▸ **What the task requires**
Reproduce every one of the records below word for word, omitting the pictures.
[begin Dataset records]
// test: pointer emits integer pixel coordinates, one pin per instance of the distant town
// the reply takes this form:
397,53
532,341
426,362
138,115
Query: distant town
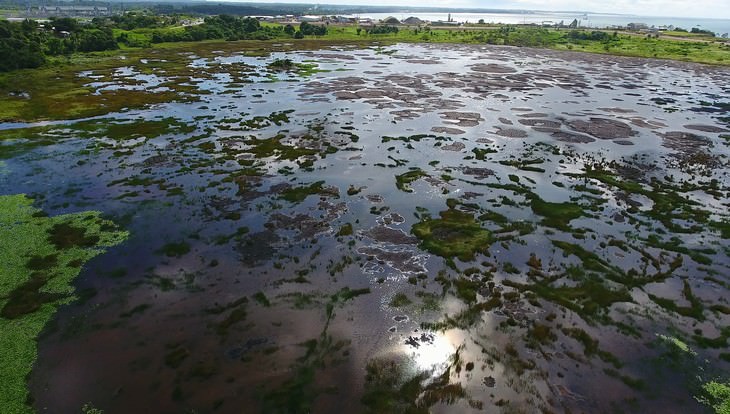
90,11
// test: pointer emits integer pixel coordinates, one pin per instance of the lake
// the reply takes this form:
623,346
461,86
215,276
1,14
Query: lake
598,20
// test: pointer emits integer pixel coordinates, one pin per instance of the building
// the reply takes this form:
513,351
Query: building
413,21
70,11
637,26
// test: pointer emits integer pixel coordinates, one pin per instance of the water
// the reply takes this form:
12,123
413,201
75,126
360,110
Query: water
598,20
590,183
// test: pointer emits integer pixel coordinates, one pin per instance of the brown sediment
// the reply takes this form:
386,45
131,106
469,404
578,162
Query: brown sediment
385,234
602,128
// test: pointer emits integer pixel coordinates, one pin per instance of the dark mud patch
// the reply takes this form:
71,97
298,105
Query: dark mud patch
603,128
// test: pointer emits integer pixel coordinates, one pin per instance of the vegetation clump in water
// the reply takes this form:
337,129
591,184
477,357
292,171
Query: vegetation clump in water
40,257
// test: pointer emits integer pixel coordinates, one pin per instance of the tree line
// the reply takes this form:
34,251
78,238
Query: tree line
28,44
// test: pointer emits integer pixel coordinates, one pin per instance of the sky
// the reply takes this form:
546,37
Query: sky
719,9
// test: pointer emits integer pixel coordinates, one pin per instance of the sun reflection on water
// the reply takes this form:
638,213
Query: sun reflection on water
429,350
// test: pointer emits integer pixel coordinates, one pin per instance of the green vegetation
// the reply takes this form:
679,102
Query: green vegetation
402,181
717,396
454,234
299,194
40,256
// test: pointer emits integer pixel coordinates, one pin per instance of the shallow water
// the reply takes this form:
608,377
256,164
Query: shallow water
601,182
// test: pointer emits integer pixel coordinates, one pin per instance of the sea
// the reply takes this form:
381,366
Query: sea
588,20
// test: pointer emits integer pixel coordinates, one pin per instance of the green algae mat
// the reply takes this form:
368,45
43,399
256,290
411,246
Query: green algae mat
39,258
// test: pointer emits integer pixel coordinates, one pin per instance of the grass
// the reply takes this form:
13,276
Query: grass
39,257
454,234
56,92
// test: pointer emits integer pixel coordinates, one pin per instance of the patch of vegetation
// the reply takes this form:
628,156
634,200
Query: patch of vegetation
40,257
299,194
403,181
454,234
400,300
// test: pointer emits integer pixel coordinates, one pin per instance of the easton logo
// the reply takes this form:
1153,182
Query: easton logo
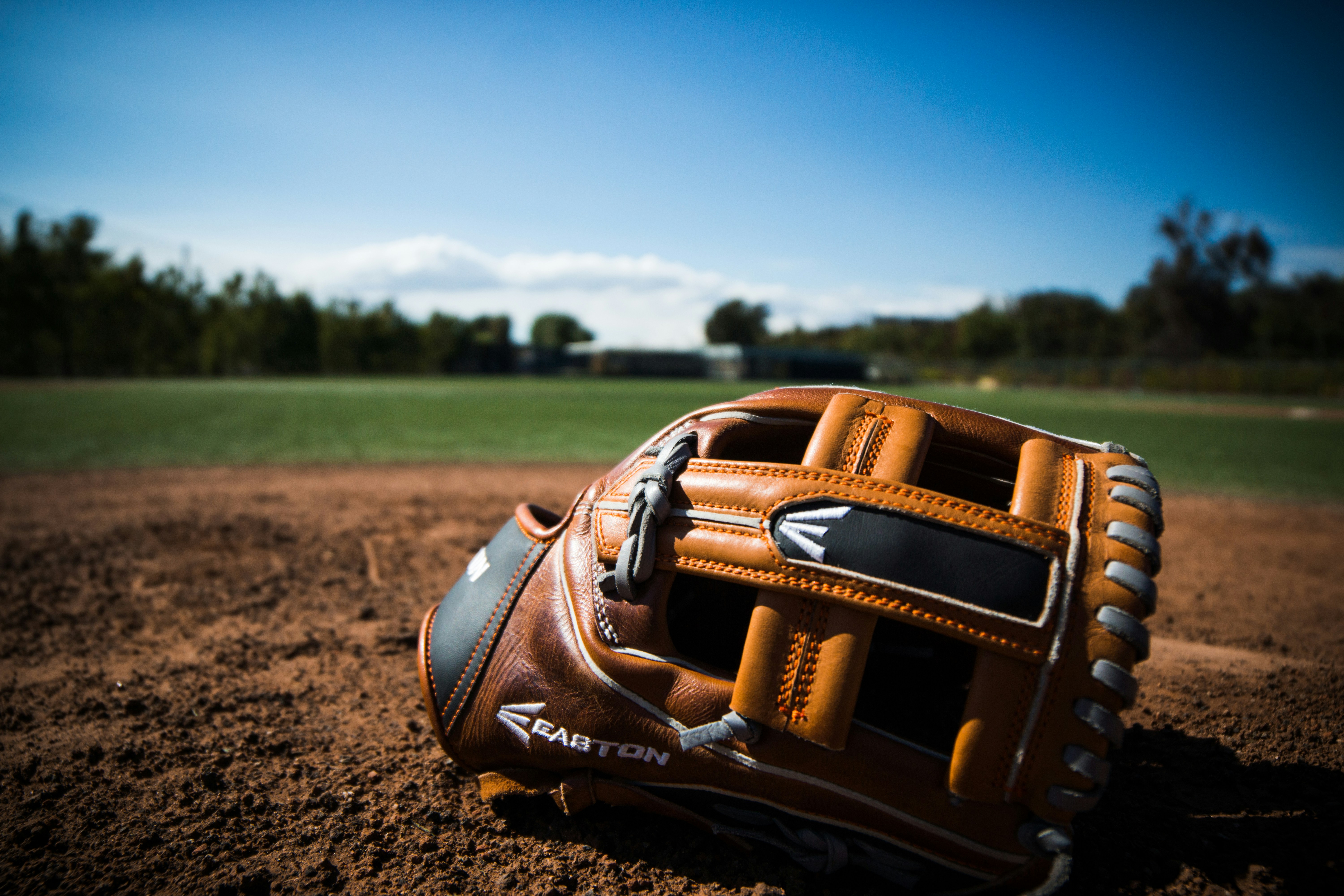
478,567
800,528
523,721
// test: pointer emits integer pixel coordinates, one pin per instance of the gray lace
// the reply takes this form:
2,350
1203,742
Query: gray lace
650,506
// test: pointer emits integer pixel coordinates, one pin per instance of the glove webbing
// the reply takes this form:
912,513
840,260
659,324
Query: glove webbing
648,506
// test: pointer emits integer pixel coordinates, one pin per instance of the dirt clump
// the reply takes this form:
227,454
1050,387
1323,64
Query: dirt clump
208,686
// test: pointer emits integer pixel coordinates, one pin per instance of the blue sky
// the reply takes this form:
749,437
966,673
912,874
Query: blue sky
636,163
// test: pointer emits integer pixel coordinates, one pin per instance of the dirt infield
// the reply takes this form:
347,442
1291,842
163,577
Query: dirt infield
208,686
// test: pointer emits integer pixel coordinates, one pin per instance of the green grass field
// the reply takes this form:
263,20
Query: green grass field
1193,443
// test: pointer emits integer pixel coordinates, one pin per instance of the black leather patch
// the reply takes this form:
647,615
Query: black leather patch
916,553
471,616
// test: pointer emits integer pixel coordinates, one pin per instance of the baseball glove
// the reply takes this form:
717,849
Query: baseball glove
864,629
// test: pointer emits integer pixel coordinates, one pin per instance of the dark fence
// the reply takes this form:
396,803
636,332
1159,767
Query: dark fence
1237,377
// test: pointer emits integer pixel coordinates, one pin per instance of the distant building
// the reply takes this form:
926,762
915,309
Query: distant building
714,362
604,361
778,363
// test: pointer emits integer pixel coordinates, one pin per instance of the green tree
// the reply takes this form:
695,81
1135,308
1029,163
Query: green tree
736,322
986,334
1060,324
557,331
1186,308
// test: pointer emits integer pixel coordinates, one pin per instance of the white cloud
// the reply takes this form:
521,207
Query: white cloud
632,300
626,300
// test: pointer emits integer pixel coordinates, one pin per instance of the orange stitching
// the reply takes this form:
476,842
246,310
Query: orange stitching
1049,534
429,640
482,668
1044,535
880,439
1066,489
478,645
975,510
909,609
808,674
857,436
800,666
798,640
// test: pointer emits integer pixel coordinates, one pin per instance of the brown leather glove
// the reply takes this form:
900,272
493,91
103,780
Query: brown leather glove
859,628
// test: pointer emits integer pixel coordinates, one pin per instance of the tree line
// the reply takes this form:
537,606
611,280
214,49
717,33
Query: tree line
1210,297
69,310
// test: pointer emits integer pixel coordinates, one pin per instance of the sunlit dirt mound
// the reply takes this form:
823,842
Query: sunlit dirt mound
208,686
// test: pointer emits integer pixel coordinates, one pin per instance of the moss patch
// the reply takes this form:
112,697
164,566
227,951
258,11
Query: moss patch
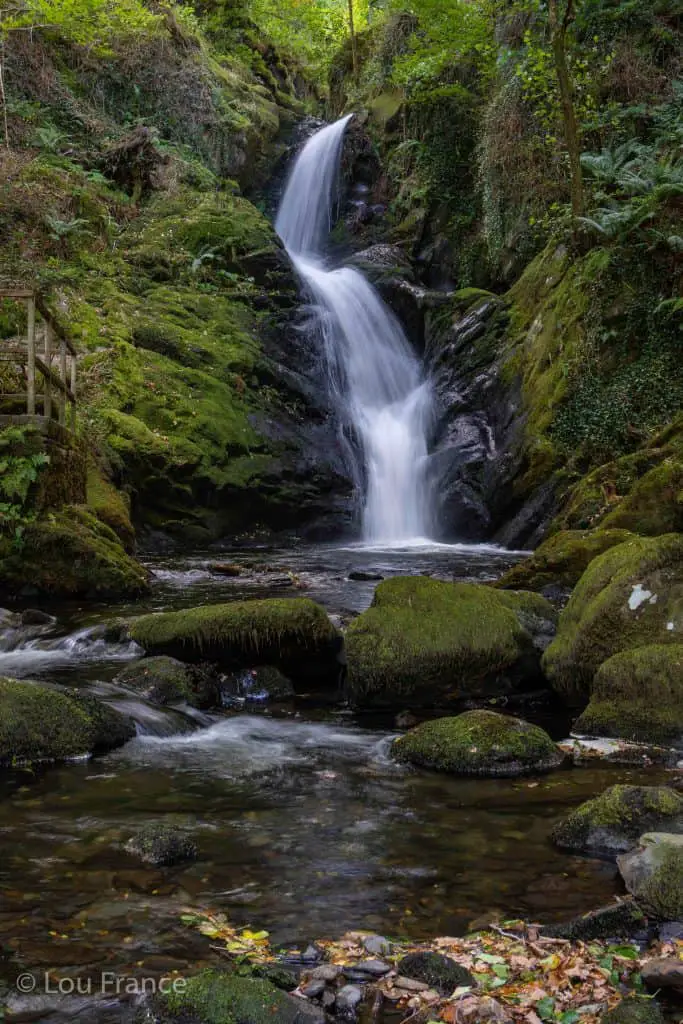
424,641
612,822
479,742
561,559
292,634
638,695
629,597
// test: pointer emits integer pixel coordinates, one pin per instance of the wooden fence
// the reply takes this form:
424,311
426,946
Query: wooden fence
47,360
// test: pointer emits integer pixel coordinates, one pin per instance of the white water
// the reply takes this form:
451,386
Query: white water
375,378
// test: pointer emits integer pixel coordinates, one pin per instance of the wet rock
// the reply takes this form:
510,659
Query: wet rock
436,971
666,973
347,1000
653,873
620,921
162,846
479,742
612,822
377,945
166,681
634,1011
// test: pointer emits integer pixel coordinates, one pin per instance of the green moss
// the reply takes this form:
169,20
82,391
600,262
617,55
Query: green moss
561,559
165,681
424,641
243,634
68,554
478,742
612,822
631,596
215,997
638,695
41,724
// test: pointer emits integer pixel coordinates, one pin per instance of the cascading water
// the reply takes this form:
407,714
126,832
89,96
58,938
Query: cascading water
374,375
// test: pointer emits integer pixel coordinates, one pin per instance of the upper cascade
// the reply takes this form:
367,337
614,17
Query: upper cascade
382,400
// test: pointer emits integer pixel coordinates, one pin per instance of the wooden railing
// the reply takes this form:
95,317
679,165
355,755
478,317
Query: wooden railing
50,386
[end Dataset records]
▸ **Answer to the problem**
// test: pointer emits integer pixel coordinates, one pin per instance of the distant town
// the reply takes this form:
397,53
532,341
426,362
138,115
Query: distant town
90,11
// test: pointer emits integer pixel coordinates, one pin per instance of the lake
// the reply takes this form:
623,346
461,86
215,276
1,14
Query: lake
598,20
// test: pointer emits integer pixel coordinates, one pin per instance of the building
// the reply takes this form:
513,351
Query: building
413,21
70,11
637,26
// test: pointer emits integer pixel coordinates, one pin per instance of the water
// the reply takes this form:
12,123
413,201
75,126
360,110
Query: water
598,20
590,183
// test: pointer emits integer pixel coordinates, one pin per instance of the brown sediment
// the reply takes this form:
386,45
131,106
469,404
578,162
Query: brown sediment
385,234
602,128
// test: pointer emits integer pixel coordinates, one pin per instance of the dark mud patch
// the reply takes this form:
71,97
298,105
Query: dark mud patch
603,128
// test: pointer emits integer pixel coordinates, one pin per instance of the vegetation clump in water
// the reply takes this form:
337,129
591,184
477,357
292,171
Query: vegetation clump in water
40,257
// test: pointer emits integer pixel coordinates, one pin per instance of the tree line
// the reply takes this form:
34,251
78,238
Query: tree line
28,44
// test: pointer emits integer pixel coordinates, one pin per instance of the sky
// the reply takes this form:
546,37
Query: sky
719,9
// test: pointer emits integer pixel coordinates, one pin per instance of the sun reflection on water
// the reply takes this form:
638,213
Query: sun reflection on water
429,350
// test: pointer emits integer pixel coordinates, one pin per instance of the green vegetation
// the reply takes this form:
679,102
Query: green vegetation
402,181
717,396
454,234
299,194
40,256
// test: pointer emits integer pixel coordinates, one pin per instance of the shallow water
// the reply takes this form:
608,377
256,164
Query: shallow water
601,182
// test: pointer emits integer pixel coordinates, one pin per instance of the sea
// the reply takes this form:
381,366
Query: sea
588,20
// test: pointer emits integer pixel coordinates, one pin per instance of the green algae mat
// the reply takes this form:
368,45
43,399
256,290
411,246
Query: green algae mat
39,258
// test: pointer emits integer pixel coordinates, one pin per instance of the grass
// the reply takes this form:
13,276
Query: grass
39,257
454,234
56,92
// test: pointer emits integer pixel coordinates, one pin per instance of the patch of vegetation
// the reply takes this form:
628,156
634,200
Query: patch of vegetation
40,257
299,194
403,181
454,234
400,300
// test: pointer emits integer pixel coordinates, one pin per instance of the easton logo
// the reply takes this form:
1153,182
Query: easton logo
478,567
800,528
523,721
// test: pointer emits integer pixel coordinates, one pin per instance of the gray lace
// the reply takes this form:
2,350
1203,742
Query: gray lace
650,506
// test: pointer emits integer pixel coordinates, one pin per instance of the glove webbing
// the reply takes this form:
912,513
840,260
659,324
Query: glove webbing
648,506
// test: pointer emits integer pixel coordinates, one pin per instance of the dirt clump
// the reply takes this form:
227,454
1050,387
1323,64
Query: dirt clump
208,686
// test: pointer emits integer pixel coordinates, one pin per instance of the blue sky
// the reply takes this form:
749,437
966,673
912,874
Query: blue sky
636,163
// test: pointer emits integer pixel coordinates, one pin per instance of the dirt infield
// the reply takes this form:
347,442
1291,842
163,577
Query: dirt infield
208,686
// test: pointer emits integer pixel coordinates, one pin per instance of the green grass field
// the reply takes this form:
263,20
Query: green grass field
1193,443
// test: pointer emits integer pixel coordinates, one pin per instance of the black leather patch
// the reply takes this form:
647,615
Query: black leather patch
916,553
471,616
// test: pointer emits integer pixel coordinates, one pin per instance of the baseball glove
// the reply takes this form:
717,849
Query: baseball glove
864,629
// test: pointer emits integer pixel coordinates, one pin per instance of the dark fence
// the reply takes this form:
396,803
636,332
1159,767
Query: dark fence
1237,377
// test: pointer emits integer pixel coordinates, one pin per instance of the distant building
// the reply takes this form:
926,762
915,309
Query: distant building
714,362
604,361
778,363
// test: pointer emits integer pixel coordinates, one pin per instance of the green tree
// the reply takes this form:
695,81
1135,308
1029,163
Query: green tree
736,322
986,334
1060,324
557,331
1186,308
// test: pointer emits integer pixel coordinates, one pin per instance of the white cloud
// the reply takes this form:
521,207
Query: white cloud
632,300
626,300
// test: pointer emits integer pixel coordinates, one pin per instance of the orange stitching
// the reply takes this form:
476,842
246,310
Query: orange stitching
1049,534
429,640
482,668
1044,535
880,439
1066,489
478,645
975,510
909,609
808,674
857,436
800,666
798,640
// test: pointer emits integer pixel coordinates, one pin per instance of the brown leather glove
// the reply takes this form:
900,272
493,91
103,780
Query: brown leather glove
859,628
// test: pointer emits integer pixel coordinates, one pin per instance of the tree line
// the reply takes this form:
537,606
611,280
214,49
717,33
Query: tree line
1210,297
69,310
// test: pointer emits integer pixel coordinates, one pin per instance of the sunlit dirt mound
// the reply takes this form:
823,842
Query: sunlit dirt mound
208,686
// test: pointer emits integer pixel coordinates, one pin per instance of the moss patch
// the reply takes this form:
112,697
164,566
227,951
258,11
Query: moss patch
424,641
612,822
479,742
561,559
292,634
638,695
629,597
// test: pointer emits integer pixel coordinates, one pin per instance of the wooden fence
// the reply takes this form:
424,311
426,946
Query: wooden fence
47,360
// test: pointer emits integer pixel coordinates, one pin per instance of the white water
// the reply takes this form:
451,386
Query: white water
375,378
// test: pointer emits integer pixel coordinates, one pin per instance of the wet rock
// the reply takes this form:
510,659
Query: wet rock
436,971
666,973
347,1000
653,873
620,921
162,846
479,742
612,822
377,945
166,681
634,1011
// test: pointer emits integer pixel coordinates, one pin per instance of the green moss
// the reply takes this form:
169,20
82,391
600,262
617,55
Query: green moss
561,559
165,681
424,641
243,634
68,554
478,742
612,822
631,596
215,997
638,695
41,724
// test: pointer emits integer pixel coordinates, one pin per instance of the cascading water
// the reply takes this form:
407,714
126,832
89,96
58,938
Query: cascading water
374,375
// test: pointer emits integer pixel coordinates, one pin per instance of the upper cascade
// the reply takes this form:
367,337
614,17
Query: upper cascade
382,400
// test: pointer emits integer pixel coordinates, one pin per instance of the wooden railing
// the reply takes this form:
95,317
679,165
355,755
478,317
Query: wooden railing
50,386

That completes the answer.